> _Short problem 1_: Quote the rows below word for word, starting at the line that contains "of the brick" and ending at the line that contains "of the neighboring", with both of those lines included.

> _Selected extract_:
## Start

Your very own "for" instruction, redux

2

0

Inspired by Sygmei's question, I'm interested in finding out what languages can "do this properly".

Your task is to write a "for loop" function / macro / instruction. The arguments should be:

  • an initializer
  • a test
  • an increment
  • a body

All of these are "pieces of code" and should be able to access variables in the context of the call. The body should be able to include multiple statements.

The aim is to have the fewest lexical tokens excluding comments, except that #define and friends (using a dumb preprocessor) are worth 50, and eval and friends (taking a string argument) are worth 100. Feel free to make your code readable with comments, whitespace and meaningful names.

You should include a "test harness" which is not counted towards length.

## End

> _Short problem 2_: In the for-loop challenge above, print the passage verbatim, starting at "All of these" and ending at "and meaningful names.".

> _Extracted information_:
## Start

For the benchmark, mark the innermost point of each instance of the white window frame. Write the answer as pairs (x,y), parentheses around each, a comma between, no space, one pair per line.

## End
## Start

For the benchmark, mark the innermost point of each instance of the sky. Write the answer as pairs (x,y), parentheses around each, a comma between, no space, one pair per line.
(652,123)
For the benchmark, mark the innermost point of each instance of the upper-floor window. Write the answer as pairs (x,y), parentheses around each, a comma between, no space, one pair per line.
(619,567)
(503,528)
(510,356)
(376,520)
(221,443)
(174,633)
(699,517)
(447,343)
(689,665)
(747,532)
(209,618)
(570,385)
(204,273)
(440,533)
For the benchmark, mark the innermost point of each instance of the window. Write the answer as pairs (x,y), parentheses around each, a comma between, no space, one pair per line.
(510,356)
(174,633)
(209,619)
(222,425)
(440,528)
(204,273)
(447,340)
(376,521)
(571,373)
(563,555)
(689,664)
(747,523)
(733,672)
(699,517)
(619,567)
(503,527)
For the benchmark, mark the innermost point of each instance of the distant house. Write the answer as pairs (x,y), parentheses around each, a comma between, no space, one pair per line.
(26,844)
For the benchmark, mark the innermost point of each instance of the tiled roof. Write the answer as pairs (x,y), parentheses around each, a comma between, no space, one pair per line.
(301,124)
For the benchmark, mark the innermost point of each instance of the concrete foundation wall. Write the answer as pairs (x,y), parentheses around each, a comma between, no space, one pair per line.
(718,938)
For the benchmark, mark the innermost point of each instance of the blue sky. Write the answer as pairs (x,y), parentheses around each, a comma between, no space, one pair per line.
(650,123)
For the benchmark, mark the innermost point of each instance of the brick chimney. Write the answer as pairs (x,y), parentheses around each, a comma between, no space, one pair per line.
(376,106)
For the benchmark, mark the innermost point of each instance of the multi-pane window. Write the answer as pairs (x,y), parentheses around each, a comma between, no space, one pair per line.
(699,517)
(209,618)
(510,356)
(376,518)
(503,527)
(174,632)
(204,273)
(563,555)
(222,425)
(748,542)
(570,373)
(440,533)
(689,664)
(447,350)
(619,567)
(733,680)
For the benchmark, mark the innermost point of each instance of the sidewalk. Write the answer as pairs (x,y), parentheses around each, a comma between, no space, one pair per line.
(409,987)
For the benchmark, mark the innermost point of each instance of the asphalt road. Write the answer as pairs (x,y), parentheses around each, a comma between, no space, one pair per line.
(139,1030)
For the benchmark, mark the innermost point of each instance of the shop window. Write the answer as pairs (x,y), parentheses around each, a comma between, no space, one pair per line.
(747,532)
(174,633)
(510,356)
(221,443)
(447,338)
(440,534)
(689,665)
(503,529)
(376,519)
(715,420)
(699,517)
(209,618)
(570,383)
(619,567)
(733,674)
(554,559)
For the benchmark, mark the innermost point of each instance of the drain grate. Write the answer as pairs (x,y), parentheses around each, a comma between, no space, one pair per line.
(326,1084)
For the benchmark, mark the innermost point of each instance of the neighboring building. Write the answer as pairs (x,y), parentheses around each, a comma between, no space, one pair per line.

## End

> _Written response 1_:
For the benchmark, mark the innermost point of each instance of the brick chimney. Write the answer as pairs (x,y), parentheses around each, a comma between, no space, one pair per line.
(376,106)
For the benchmark, mark the innermost point of each instance of the multi-pane window. Write the answer as pairs (x,y), parentheses around each, a comma between, no space, one pair per line.
(699,517)
(209,618)
(510,356)
(376,518)
(503,527)
(174,632)
(204,273)
(563,555)
(222,425)
(748,542)
(570,373)
(440,533)
(689,664)
(447,350)
(619,567)
(733,680)
For the benchmark, mark the innermost point of each instance of the sidewalk. Write the answer as pairs (x,y), parentheses around each, a comma between, no space, one pair per line.
(409,987)
For the benchmark, mark the innermost point of each instance of the asphalt road. Write the answer as pairs (x,y), parentheses around each, a comma between, no space, one pair per line.
(139,1030)
For the benchmark, mark the innermost point of each instance of the shop window. Write the answer as pairs (x,y), parentheses around each, a comma between, no space, one pair per line.
(747,532)
(174,633)
(510,356)
(221,443)
(447,338)
(440,534)
(689,665)
(503,529)
(376,519)
(715,420)
(699,517)
(209,618)
(570,383)
(619,567)
(733,674)
(554,559)
For the benchmark, mark the innermost point of each instance of the drain grate. Write the answer as pairs (x,y), parentheses around each, a comma between, no space, one pair per line.
(326,1084)
For the benchmark, mark the innermost point of each instance of the neighboring building. Write the answer as pairs (x,y), parentheses around each, a comma between, no space, one pair per line.

> _Written response 2_:
All of these are "pieces of code" and should be able to access variables in the context of the call. The body should be able to include multiple statements.

The aim is to have the fewest lexical tokens excluding comments, except that #define and friends (using a dumb preprocessor) are worth 50, and eval and friends (taking a string argument) are worth 100. Feel free to make your code readable with comments, whitespace and meaningful names.